== PROBLEM TO SOLVE ==
In the listing below, the answer starts at the line that has "In this picture, where can the green leaf" and stops after the line that has "In this picture, where can the yellow machine"; please repeat that part exactly and nothing more.

== SOURCE RECORDS ==
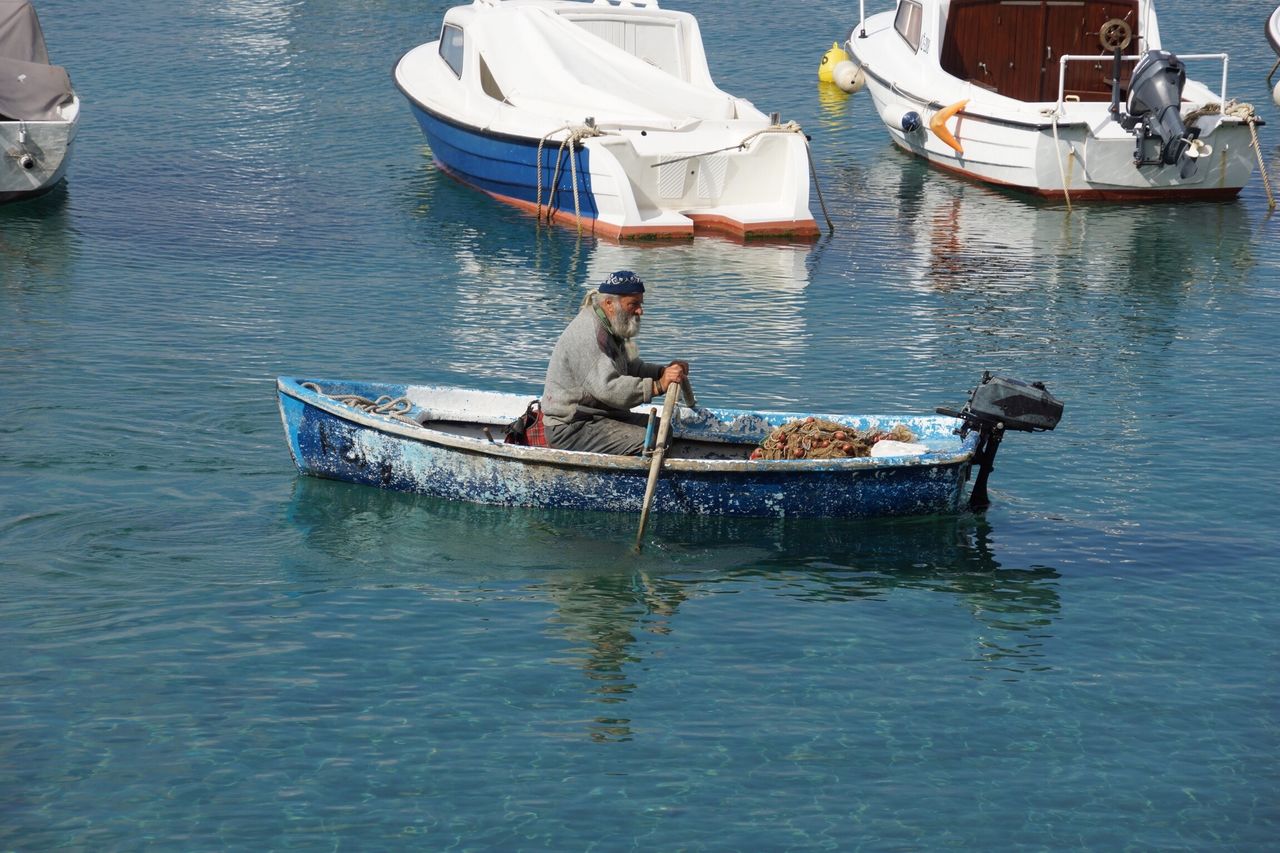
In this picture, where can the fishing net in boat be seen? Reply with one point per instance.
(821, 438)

--

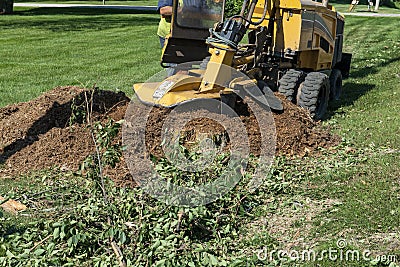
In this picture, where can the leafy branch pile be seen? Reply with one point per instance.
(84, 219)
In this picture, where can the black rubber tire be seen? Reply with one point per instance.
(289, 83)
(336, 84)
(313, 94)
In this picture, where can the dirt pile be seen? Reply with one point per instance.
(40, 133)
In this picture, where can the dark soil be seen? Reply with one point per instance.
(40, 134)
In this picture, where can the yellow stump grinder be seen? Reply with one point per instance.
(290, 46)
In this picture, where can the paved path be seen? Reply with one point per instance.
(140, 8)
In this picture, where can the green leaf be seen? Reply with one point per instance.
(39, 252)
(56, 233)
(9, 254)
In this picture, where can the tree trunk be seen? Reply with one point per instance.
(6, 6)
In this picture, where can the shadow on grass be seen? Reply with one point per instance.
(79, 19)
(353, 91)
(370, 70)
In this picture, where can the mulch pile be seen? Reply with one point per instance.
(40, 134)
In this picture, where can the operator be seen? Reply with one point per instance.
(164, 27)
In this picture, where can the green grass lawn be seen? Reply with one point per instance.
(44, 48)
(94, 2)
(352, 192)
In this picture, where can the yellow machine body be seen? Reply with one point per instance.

== OUTPUT FOR THIS EXERCISE ==
In this picture, where can the green leaf be seen? Reply with one point per instance.
(39, 252)
(56, 233)
(9, 254)
In this picture, where can the tree trunk be seen? Reply with one point per instance.
(6, 6)
In this picture, where can the shadow on grass be seen? Reply with one point per instance.
(79, 19)
(353, 91)
(370, 70)
In this picture, where can the mulch pile be seen? Reply with one point per instance.
(40, 134)
In this picture, where can the operator be seen? Reply with one point per instance.
(164, 27)
In this picture, where can the green grass lawn be seen? Reply with one point per instance.
(44, 48)
(94, 2)
(352, 192)
In this picture, where can the yellow machine body be seen? Reply with one point per instance.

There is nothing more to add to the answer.